理解度の確認
(a) アザルフィジンと美爽煌茶に関する抜粋を読み、次の問いに答えてください。
(i) アザルフィジンEN錠の成分は何ですか。
(ii) 「美爽煌茶」Q&Aによると、この健康茶には何種類のハーブがブレンドされていますか。
(iii) カッシア・アラタは、インドネシアでどのくらい前から民間薬として使われてきたとされていますか。
(b) アザルフィジンと美爽煌茶に関する抜粋を、最後の文の後から書き継いでください。

抜粋本文
□ □ □ □

KW:相互作用・アザルフィジン・美爽煌茶・便秘・軟便・ハネセンナ・ローズヒップ・カミツレ・ギムネマ・カワラケツメイ・大麻種子・麻の実・麦芽・ファイバー

Q:現在アザルフィジンを服用中である。便秘解消の目的で『美爽煌茶』を飲用し始めたところ、便秘は解消したが、軟便状態になった。更に下血が見られ、腰痛も悪化した気がするが、薬との相互作用か。

A:アザルフィジンEN錠(参天-ファイザー)は、サラゾスルファピリジン(Salazosulfapyridine)を成分とする抗リウマチ薬である。

なお、現段階において、本剤と飲食物・嗜好品との相互作用について、添付文書中に記載はされていない。

本剤の副作用として『消化器(1%未満): 便秘、腹部膨満感、下痢、口唇炎、胸やけ、舌炎、口渇』が報告されている。

『美爽煌茶』について、Internetによるhome page(HP)を検索したが、HPは検索できなかった。『美爽煌茶』飲用者が入手したと思われる「美爽煌茶」Q&Aには、9種類の厳選ハーブをブレンドした健康茶であるとしている。また紅茶を基本としており、caffeineを含むとする記載も見られる。

*カッシア・アラタ(Cassia alata)は、インドネシアの伝統herbで、インドネシア、印度、スリランカ等の湿地帯に自生するマメ科カワラケツメイ属の植物。食物繊維を豊富に含み、また、クリソフェノール(chrysophenol:植物中に含まれる下剤の一種で血液を介して大腸に分泌され、anthraquinoneとして腸管を刺激する)を多く含み、この成分が体外排出を促進して便秘の解消に役立。また「tannin、flavonoid(quercetin)などの抗菌作用の強い成分やビタミン、ミネラルなども含まれインドネシアでは、1300年も前から民間薬として使われてきた生薬である。中国では駆虫、皮膚炎等に用いられる。インドネシアでは葉を皮膚病に用いる。

□ □ □ □

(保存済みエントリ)
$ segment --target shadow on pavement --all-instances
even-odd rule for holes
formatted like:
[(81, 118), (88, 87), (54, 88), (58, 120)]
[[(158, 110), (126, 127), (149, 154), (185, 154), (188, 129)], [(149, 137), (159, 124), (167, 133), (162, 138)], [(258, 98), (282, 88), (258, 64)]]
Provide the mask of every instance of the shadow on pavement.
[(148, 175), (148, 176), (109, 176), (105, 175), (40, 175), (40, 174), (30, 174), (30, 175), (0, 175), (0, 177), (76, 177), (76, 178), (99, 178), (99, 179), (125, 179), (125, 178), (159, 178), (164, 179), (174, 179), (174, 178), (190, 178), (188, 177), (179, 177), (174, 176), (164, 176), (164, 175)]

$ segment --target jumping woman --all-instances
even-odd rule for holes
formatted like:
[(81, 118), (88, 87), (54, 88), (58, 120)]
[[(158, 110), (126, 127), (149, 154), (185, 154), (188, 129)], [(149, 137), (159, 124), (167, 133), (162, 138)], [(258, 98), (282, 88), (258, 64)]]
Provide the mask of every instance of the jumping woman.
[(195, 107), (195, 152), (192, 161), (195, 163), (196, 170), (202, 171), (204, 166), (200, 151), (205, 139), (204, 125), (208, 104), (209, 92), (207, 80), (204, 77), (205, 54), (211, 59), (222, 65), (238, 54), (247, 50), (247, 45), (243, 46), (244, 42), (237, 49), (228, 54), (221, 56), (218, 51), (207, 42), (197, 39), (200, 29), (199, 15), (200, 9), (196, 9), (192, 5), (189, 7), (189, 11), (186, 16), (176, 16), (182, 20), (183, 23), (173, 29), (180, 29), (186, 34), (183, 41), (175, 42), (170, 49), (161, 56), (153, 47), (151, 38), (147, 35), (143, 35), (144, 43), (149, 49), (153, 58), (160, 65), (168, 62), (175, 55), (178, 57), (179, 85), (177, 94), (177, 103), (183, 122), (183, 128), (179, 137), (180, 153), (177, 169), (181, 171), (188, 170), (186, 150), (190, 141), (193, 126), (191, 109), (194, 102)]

□ □ □ □

解答例
(a)
(i) サラゾスルファピリジン(Salazosulfapyridine)です。
(ii) 9種類です。
(iii) 1300年も前からです。

(b)
[分類]マメ科カワラケツメイ属。

[学名]Cassia alata

[英名]Candle Bush、キャンドルブッシュ。

[和名]ハネセンナ。

[別名]Golden candle、ゴールデンキャンドル。

[原産地]南米、西インド諸島原産。

[効能]利尿、便通促進、腸内細菌調節、高血圧、かゆみやタムシ、虫刺され、傷の治療

[用途]便秘の解消、マッサージローション。

*ローズヒップ(Rose Hips)。ドッグローズ(Dog Rose)の深紅色の果実(ヒップ“hips”と呼ばれる)である。ヒトでの有効性・安全性について調べた文献に十分なデータが見当たらない。独逸のコミッションEモノグラフ(薬用植物評価委員会)では未承認ハーブに分類されている。

[分類]バラ科バラ属。

[学名]Rosa species, Rosa canina , Rosa laevigata Michx.

[英名]Rose Hips,Wild Dog Rose,Dog rose

[和名]ローズヒップ。

[原産地]欧羅巴、亜細亜と北アフリカの温帯地方原産。

[成分]果実にはvitamin C(1.25%)、vitaminA、B1、B2、B3とK、flavonoid、tannin(2-3%)、転化糖、ペクチン、有機酸、polyphenol、carotenoid、揮発油、バニリンを含有する。

[効能]高濃度のビタミンを含有する。tannin成分は下痢を緩和させる。果実は穏やかな利尿作用をもち、更に脱水症状と胃の炎症を軽減する。

[用途]胸部疾患の民間療法の材料。

*カミツレ。1987年、本品から調製したクリームで傷を治す効果についてテストしたところ、ジャーマンカミツレが最も子供の疝痛に効果があったとする報告がされている。民間療法での利用として噛み傷、刺し傷、カタル、花粉症、疝痛、湿疹等が報告されている。新鮮な植物は皮膚炎を起こす可能性がある。CYP3A4・CYP1A2の基質となる医薬品に対する代謝抑制作用が考えられるの報告。

[分類]キク科シカギク属

[学名]Matricaria recutita L.(Matricaria chamomilla L.)、(Chamomilla officinalis L.)。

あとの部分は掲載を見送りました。